▶ EXERCISE PROMPT
Reproduce word for word the part of the carp fishing post below starting with "Who said that" and going on through "even sees it ?".

▶ DOCUMENT EXTRACT

——

Who said that ? lol
What it is, is, there are 20lb+ carp in the lake. Been fishing it 2 yrs and regulary catch 9-14lbers. If I use bigger boilies the size of the carp goes down, 5-9lbers ? Inexperienced fish jumpin on an easily visible bait before any other fish even sees it ?
I've been looking at video of carp feeding on baits underwater, these carp (upper twentys and somethirties)seem able to ignore the hooked bait, or if they take the hooked bait are pretty good at blowing em out, if they pick up a bait often enough, eventually i spose it's going to be hooked. A bit like russian roulette.
They were also refusing round boilies and the takes weren't happening until they were chopped into a different shape
Also seen a video of some big carp easily ejecting a bait like they had done it a thousand times before, until a heavier hook was used and then, bang, nearly every time.

——

▶ STORED RECORDS
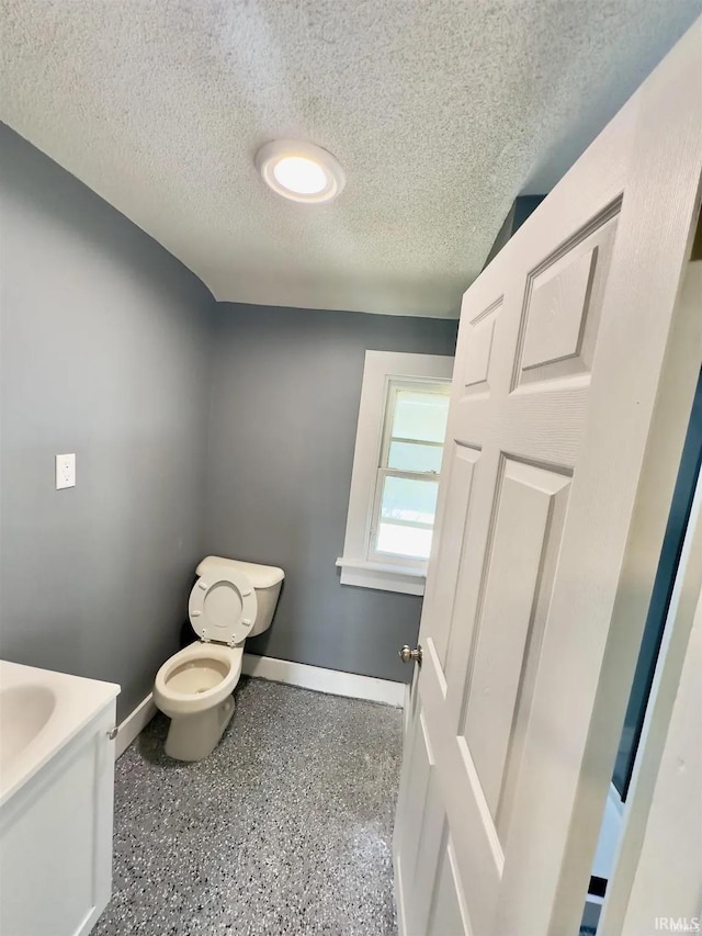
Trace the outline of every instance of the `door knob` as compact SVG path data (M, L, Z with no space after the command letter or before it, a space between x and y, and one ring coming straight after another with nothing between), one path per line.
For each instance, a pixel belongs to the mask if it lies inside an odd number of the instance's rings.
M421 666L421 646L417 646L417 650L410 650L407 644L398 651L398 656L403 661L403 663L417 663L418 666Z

——

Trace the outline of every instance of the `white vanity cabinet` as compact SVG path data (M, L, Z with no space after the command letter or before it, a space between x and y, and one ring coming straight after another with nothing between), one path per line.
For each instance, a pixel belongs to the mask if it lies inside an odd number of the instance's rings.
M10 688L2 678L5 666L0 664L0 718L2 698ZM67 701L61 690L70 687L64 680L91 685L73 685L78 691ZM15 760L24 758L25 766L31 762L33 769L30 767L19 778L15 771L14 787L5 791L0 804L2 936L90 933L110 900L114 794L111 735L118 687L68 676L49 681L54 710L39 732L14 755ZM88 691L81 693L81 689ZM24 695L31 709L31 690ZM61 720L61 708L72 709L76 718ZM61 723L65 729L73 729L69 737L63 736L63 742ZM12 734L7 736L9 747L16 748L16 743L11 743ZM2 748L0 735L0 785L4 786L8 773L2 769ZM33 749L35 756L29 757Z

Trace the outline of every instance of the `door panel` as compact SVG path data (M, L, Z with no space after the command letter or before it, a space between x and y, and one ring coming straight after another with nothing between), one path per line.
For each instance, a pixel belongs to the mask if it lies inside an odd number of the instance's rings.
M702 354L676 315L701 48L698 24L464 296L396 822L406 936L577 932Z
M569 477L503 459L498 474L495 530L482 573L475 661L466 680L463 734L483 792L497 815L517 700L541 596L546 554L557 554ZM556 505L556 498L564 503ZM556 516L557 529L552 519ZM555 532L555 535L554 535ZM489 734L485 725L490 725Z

——

▶ FINAL RESULT
Who said that ? lol
What it is, is, there are 20lb+ carp in the lake. Been fishing it 2 yrs and regulary catch 9-14lbers. If I use bigger boilies the size of the carp goes down, 5-9lbers ? Inexperienced fish jumpin on an easily visible bait before any other fish even sees it ?